Stated task
Report every line of the data below that contains the string "windshield", matching case exactly.

Data excerpts
****

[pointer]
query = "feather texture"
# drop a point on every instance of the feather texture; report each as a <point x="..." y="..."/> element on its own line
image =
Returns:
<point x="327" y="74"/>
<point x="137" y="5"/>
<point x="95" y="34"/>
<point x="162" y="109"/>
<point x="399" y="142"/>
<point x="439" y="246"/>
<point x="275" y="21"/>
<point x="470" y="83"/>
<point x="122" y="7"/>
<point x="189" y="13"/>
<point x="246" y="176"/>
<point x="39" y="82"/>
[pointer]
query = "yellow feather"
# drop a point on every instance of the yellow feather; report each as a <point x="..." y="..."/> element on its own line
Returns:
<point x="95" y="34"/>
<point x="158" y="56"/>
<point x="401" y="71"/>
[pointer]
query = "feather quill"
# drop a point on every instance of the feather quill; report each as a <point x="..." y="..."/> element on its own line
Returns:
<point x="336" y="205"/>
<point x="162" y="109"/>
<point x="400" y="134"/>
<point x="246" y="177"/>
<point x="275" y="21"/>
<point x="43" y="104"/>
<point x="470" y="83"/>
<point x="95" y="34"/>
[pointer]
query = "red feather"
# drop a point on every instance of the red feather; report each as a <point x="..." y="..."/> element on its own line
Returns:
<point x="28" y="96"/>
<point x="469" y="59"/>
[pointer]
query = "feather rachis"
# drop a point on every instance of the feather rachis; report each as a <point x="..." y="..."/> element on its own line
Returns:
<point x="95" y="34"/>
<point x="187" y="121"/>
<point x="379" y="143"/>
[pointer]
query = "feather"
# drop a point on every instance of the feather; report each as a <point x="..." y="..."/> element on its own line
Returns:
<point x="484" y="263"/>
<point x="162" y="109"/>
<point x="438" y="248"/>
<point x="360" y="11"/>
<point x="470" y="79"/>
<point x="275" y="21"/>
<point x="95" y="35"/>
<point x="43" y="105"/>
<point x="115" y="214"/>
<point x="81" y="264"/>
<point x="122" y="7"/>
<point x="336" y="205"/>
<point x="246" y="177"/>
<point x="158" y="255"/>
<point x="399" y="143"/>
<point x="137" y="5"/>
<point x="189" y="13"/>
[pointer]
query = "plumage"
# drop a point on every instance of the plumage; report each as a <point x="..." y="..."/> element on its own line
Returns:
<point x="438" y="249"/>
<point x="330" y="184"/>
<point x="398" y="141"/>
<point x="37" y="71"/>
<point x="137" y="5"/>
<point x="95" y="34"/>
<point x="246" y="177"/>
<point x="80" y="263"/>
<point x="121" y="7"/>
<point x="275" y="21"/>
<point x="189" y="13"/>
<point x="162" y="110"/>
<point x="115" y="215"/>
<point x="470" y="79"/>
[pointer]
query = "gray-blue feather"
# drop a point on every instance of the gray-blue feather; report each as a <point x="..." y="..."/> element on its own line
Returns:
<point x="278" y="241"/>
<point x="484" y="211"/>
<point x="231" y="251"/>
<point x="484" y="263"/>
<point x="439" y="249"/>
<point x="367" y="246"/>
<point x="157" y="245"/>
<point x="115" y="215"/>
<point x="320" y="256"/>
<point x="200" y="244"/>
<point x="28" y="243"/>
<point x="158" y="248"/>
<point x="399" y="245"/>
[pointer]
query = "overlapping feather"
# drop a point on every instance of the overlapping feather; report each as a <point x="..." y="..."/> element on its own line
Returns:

****

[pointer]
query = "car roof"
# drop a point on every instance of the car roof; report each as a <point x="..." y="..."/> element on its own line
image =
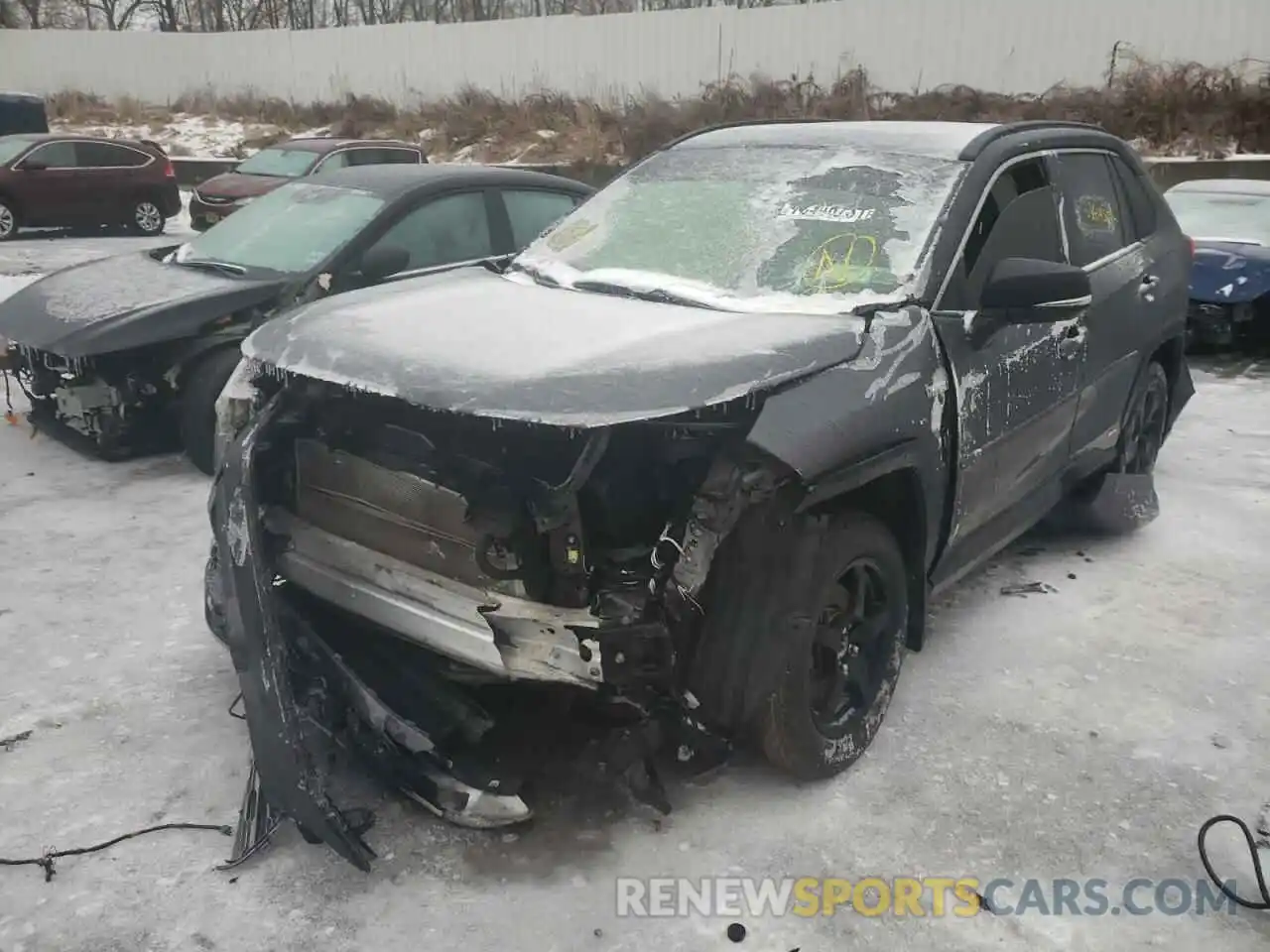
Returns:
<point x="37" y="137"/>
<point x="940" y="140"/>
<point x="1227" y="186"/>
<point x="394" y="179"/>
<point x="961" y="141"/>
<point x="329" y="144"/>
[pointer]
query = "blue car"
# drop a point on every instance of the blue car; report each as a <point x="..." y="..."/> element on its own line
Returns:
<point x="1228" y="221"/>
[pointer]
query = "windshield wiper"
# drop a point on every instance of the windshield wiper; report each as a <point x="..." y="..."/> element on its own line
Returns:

****

Solved problem
query = "windshield wiper"
# drop a point on every instance of the windshield wiper; report each as a <point x="..." y="..."/> element on its own line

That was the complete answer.